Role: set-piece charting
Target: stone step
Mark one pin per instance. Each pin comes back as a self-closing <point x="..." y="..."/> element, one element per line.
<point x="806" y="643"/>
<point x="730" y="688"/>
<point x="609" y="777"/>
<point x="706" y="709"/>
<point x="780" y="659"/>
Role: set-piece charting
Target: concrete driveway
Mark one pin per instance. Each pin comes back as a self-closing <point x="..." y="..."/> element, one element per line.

◆ ◆ ◆ ◆ ◆

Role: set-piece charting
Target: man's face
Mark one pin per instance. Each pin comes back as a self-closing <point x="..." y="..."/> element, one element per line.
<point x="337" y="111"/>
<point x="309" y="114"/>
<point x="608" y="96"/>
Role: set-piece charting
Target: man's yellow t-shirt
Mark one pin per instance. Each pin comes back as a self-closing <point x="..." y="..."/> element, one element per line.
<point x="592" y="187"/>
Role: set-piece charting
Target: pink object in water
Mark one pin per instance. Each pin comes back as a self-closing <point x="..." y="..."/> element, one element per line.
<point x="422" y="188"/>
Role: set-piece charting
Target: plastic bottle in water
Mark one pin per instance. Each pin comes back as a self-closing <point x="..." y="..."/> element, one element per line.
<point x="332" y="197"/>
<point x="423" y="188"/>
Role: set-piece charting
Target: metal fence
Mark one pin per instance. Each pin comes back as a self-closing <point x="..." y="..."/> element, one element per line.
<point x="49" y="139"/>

◆ ◆ ◆ ◆ ◆

◆ **TASK DETAILS**
Please extract every line of the records that contains the string "water", matching case exactly.

◆ **TASK RESULT**
Target: pink object in water
Target: plastic bottle in water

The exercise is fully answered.